__Data for processing__.
━━━━━━━━

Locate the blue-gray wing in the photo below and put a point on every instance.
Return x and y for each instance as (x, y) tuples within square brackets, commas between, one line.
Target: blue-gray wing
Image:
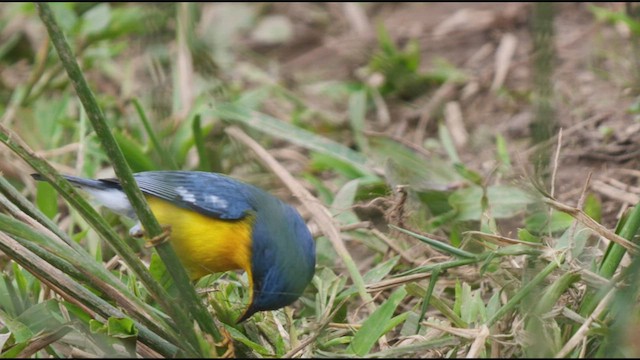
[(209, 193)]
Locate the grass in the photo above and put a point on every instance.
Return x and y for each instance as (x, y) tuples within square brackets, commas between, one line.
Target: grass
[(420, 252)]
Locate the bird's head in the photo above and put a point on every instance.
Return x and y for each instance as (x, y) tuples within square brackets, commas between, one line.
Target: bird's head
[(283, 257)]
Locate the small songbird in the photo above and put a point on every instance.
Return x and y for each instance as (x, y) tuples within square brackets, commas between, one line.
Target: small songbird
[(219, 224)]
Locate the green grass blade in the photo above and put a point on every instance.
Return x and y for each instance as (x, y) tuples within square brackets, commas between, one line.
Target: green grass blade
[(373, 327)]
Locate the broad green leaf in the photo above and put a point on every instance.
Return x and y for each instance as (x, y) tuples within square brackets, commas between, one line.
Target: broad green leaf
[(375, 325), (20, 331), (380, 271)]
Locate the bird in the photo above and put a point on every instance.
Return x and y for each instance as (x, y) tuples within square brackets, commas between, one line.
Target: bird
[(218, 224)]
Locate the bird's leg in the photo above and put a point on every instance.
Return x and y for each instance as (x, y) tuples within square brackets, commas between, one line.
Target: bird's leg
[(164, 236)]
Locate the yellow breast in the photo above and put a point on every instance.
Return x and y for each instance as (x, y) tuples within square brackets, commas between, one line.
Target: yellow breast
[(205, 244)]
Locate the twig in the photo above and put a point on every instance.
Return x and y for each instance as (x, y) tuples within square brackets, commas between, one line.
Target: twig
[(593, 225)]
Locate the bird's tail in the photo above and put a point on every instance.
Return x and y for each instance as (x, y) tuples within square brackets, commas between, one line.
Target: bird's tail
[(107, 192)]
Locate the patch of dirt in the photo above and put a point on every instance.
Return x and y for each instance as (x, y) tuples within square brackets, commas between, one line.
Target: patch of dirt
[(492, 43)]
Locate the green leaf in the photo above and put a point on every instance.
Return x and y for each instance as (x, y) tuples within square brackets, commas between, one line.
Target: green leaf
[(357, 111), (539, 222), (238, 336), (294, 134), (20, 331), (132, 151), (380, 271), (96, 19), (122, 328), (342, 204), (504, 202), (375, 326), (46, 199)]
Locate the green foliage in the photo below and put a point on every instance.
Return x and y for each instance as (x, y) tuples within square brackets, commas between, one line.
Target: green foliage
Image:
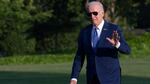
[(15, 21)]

━━━━━━━━

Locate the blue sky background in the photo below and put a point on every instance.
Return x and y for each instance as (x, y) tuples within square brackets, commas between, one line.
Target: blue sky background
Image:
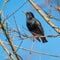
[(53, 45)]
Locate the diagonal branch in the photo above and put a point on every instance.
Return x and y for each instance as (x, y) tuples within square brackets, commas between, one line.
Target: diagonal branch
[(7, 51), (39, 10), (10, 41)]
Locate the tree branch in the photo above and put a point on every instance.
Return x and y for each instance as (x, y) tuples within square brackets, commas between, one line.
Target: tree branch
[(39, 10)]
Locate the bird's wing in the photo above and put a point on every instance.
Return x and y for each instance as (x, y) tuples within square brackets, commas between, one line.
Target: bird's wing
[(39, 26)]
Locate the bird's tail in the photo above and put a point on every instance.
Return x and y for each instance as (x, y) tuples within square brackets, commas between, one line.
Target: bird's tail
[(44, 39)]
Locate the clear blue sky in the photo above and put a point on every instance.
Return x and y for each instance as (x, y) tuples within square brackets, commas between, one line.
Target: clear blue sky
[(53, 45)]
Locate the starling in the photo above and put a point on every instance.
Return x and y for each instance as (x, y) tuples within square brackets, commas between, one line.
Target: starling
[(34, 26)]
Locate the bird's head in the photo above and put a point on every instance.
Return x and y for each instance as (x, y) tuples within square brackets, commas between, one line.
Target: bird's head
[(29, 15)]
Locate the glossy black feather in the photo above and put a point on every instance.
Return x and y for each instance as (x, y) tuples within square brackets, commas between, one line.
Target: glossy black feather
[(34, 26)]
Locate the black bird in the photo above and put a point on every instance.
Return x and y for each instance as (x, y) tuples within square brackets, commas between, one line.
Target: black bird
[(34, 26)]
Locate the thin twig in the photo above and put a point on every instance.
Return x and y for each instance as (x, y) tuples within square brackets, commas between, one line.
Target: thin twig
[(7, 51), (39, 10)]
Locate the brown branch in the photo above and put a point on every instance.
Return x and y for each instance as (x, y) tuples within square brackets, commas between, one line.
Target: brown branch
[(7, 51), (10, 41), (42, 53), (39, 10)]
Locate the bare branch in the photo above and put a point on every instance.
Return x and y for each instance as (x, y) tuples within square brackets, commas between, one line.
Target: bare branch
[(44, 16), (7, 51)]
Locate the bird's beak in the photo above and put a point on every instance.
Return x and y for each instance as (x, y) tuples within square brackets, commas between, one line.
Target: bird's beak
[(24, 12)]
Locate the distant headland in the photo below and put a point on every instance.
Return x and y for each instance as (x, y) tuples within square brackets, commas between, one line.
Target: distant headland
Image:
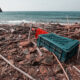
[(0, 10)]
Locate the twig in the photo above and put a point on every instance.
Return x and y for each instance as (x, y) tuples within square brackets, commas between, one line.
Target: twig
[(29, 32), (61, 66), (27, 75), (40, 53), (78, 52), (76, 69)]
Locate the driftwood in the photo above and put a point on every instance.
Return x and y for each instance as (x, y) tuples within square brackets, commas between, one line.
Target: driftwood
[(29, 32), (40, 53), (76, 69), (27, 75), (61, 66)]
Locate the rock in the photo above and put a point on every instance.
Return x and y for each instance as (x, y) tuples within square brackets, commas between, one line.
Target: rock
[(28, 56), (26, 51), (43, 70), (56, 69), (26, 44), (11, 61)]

━━━━━━━━

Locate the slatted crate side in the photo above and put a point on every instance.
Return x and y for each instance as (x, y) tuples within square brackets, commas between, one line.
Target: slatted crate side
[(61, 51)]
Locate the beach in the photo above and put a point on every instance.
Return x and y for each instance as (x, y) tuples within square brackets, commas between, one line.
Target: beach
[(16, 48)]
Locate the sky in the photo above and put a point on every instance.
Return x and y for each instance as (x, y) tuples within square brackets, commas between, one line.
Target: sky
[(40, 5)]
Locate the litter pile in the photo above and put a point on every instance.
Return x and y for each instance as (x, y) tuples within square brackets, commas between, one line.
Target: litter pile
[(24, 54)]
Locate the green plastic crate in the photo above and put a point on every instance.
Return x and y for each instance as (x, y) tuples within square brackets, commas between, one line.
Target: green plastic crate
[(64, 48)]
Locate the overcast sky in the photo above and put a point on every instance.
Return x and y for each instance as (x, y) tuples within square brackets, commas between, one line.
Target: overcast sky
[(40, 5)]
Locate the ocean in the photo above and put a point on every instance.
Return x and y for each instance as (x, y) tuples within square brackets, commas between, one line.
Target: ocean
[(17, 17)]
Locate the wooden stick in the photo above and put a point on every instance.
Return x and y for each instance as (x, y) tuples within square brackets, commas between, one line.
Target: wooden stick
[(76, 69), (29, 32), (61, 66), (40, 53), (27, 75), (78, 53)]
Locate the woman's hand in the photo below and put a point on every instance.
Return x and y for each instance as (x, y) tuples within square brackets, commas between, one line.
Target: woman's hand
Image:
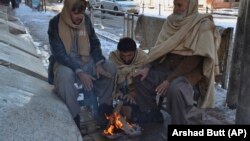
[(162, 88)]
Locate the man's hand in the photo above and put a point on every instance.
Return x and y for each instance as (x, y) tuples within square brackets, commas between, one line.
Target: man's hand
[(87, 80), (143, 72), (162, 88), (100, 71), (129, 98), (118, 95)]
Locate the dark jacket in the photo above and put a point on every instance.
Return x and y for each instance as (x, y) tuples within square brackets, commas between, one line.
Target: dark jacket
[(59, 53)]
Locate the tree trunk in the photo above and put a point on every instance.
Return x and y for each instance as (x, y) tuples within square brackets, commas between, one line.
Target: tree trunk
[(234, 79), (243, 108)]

━━━━━━━━

__Instructions to follow__. Write out the lines above verbatim, beginning with the line that contains "Locate the overcast" and ending after the line that contains "[(234, 79), (243, 108)]". Omit the pictures.

__Response to this task__.
Locate the overcast sky in the photo above and put a point on every instance.
Return x and y for each instance as (x, y) tuples within square brackets, commas between, one line.
Target: overcast sky
[(40, 5)]
Locate the ocean in the photo above and put a point on every instance.
Return x and y for each instance as (x, y) tuples within square brackets, commas between, one line.
Target: ocean
[(17, 17)]
Locate the wooden stick in the photo above and put a point on every instance.
Return x and y for each instance as (x, y) tuples within square brackets, commas between, one line.
Target: wooden stick
[(76, 69), (29, 32), (61, 66), (40, 53), (27, 75), (78, 53)]
Locate the woman's hand in the photo below and put a point on every instance.
Return x and y for each instance as (x, y) tuples within square brackets, commas between, one line.
Target: woman's hand
Image:
[(162, 88)]
Locate the man's hand in the photo above and put a point on every instance.
Return x and y for each instance as (x, y) tuples within square brackets, commas between, one line.
Target: man's hand
[(87, 80), (143, 72), (162, 88), (100, 71), (129, 98), (118, 95)]
Locate the dark jacket in the photo above and put a point on every instance.
Return x and y for each instance as (x, y) tuples within square brackets, commas between, one line.
Target: dark jacket
[(59, 53)]
Locate the tree trunk in the photo above and put a point on every instance.
Return x and y for each instance as (x, y) tuples within square brackets, commas between, one line.
Target: tree trunk
[(234, 79), (243, 108)]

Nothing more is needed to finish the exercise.